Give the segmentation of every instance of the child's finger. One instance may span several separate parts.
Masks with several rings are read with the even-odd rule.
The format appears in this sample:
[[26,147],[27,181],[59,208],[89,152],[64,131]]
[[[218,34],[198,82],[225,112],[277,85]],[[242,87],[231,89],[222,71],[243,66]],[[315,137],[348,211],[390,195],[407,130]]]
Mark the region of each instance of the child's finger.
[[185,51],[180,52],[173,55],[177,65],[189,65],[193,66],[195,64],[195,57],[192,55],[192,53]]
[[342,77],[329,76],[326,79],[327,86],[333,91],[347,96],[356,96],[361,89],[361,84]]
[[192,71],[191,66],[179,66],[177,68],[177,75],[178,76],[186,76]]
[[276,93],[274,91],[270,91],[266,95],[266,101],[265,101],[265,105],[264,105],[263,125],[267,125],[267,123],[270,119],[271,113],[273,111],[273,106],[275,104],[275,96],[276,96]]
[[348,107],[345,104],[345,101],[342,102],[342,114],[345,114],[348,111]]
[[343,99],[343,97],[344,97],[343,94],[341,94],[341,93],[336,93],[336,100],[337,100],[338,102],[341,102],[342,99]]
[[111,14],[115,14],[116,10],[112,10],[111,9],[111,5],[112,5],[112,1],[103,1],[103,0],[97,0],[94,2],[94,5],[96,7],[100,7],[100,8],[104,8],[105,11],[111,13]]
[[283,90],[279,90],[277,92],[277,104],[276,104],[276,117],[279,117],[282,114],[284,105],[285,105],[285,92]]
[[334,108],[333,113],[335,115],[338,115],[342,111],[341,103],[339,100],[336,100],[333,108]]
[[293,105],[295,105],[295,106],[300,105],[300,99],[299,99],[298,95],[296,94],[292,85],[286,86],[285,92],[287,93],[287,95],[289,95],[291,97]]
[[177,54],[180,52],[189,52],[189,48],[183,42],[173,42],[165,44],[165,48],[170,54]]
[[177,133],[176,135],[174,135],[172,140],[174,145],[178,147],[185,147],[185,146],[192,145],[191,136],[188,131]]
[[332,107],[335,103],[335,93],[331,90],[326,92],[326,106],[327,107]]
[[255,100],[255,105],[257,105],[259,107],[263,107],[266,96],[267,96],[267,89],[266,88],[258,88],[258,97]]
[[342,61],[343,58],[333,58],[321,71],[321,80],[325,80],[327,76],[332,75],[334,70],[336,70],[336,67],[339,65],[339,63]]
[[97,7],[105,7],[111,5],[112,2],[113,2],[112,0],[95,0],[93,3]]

▸ **WHAT YOU ARE ASKED TO DO**
Scan the entries for lines holding the string "several", then copy every one of them.

▸ **EXERCISE ANSWER**
Give the segmentation of every instance of the child's finger. One instance may span several separate parts.
Masks with several rings are read with the even-odd rule.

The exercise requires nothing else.